Try it: One number is the whole answer: how many lines of the material hold "grey".

Provided data:
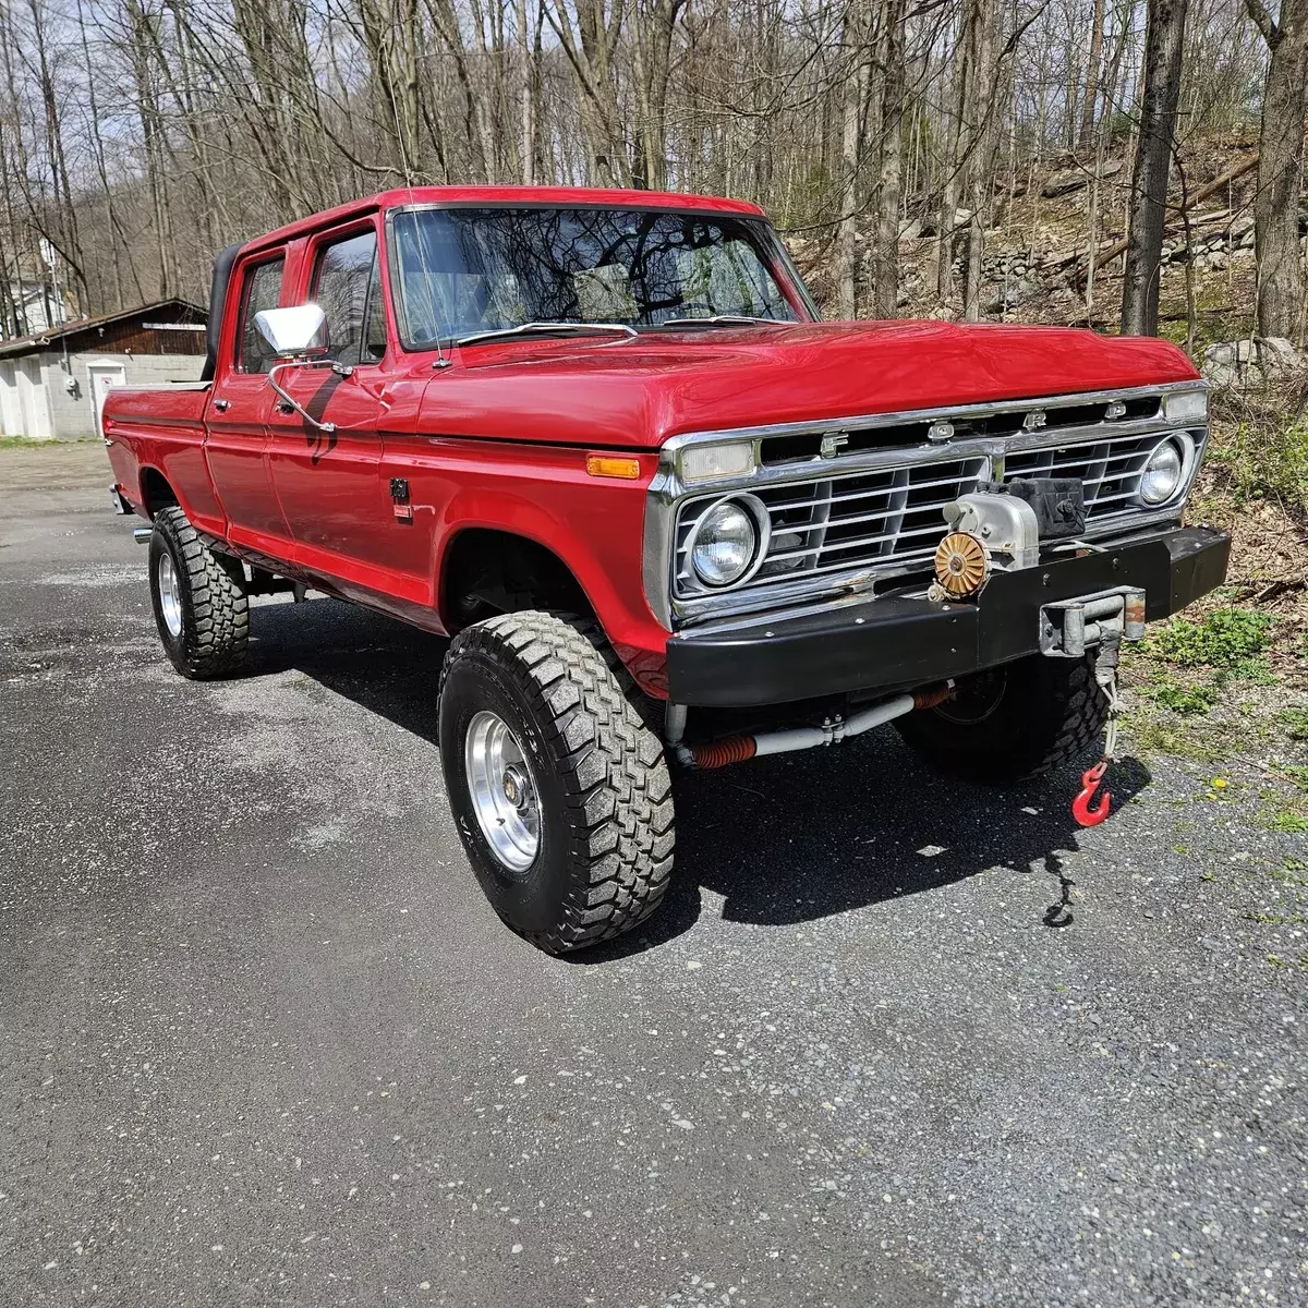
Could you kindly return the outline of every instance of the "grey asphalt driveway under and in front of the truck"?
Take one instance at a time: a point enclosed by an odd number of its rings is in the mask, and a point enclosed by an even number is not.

==

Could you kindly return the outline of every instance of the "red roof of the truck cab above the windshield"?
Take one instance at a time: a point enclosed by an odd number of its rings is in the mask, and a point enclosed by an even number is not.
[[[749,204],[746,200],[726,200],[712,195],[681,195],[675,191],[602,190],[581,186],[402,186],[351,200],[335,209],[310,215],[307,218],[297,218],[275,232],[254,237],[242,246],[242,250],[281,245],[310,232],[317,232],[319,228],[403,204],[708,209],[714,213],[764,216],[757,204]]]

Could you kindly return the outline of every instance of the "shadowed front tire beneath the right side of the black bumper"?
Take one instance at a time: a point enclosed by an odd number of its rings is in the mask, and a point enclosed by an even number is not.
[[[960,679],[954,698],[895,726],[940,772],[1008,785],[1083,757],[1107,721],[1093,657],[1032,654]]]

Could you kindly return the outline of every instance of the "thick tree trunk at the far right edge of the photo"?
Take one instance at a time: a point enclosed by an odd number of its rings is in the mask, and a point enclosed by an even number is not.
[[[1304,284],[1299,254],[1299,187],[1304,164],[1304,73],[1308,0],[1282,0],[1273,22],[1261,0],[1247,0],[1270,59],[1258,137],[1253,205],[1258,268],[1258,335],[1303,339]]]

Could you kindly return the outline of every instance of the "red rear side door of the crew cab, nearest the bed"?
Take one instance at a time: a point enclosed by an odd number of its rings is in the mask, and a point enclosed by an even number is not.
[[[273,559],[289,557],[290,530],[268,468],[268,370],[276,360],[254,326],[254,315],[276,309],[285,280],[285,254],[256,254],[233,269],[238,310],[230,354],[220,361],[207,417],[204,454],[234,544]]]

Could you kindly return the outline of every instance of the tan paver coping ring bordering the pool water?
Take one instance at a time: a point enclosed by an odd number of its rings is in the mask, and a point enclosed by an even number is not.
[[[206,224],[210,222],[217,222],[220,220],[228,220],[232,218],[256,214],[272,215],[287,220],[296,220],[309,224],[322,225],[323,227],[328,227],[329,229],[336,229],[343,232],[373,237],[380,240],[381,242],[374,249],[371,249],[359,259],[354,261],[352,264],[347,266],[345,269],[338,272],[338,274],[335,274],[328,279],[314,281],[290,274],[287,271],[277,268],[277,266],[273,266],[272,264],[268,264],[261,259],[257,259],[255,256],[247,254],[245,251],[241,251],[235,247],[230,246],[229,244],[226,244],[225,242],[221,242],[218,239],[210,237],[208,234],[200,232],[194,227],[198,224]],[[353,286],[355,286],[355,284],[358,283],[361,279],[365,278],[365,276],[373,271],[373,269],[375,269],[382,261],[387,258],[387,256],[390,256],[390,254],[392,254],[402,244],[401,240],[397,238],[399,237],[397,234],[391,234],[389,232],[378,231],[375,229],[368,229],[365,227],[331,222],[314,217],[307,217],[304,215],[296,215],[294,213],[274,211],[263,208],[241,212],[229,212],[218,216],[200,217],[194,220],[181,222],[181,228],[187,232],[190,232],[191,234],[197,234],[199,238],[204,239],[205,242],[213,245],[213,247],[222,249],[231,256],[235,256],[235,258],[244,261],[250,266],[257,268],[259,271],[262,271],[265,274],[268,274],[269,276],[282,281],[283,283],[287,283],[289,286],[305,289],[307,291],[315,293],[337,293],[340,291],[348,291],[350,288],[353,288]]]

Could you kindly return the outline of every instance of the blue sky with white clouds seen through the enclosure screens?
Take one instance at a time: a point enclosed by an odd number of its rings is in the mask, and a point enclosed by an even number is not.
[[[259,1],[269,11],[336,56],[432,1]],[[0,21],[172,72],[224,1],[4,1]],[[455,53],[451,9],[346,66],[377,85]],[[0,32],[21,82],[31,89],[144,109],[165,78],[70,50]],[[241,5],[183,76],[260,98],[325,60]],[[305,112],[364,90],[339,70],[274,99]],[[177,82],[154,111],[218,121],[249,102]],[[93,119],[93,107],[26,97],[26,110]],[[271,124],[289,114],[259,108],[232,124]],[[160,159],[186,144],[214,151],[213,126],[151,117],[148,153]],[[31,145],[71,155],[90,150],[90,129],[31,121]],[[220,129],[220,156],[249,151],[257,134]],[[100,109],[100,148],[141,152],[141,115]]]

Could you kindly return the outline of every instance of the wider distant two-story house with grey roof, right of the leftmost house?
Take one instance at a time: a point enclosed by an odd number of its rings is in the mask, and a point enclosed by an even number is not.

...

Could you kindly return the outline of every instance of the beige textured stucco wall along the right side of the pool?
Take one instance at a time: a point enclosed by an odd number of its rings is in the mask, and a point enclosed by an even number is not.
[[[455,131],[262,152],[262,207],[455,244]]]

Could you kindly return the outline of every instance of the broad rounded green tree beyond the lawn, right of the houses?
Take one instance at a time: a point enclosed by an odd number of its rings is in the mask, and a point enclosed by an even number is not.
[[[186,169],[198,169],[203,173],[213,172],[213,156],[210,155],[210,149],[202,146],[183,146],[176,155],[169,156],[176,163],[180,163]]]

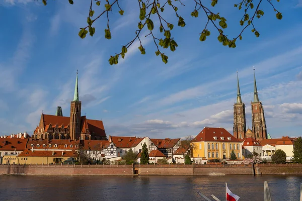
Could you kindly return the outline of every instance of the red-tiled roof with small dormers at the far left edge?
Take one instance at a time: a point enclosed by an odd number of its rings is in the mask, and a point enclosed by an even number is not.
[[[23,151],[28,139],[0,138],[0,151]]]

Answer for this exercise: 2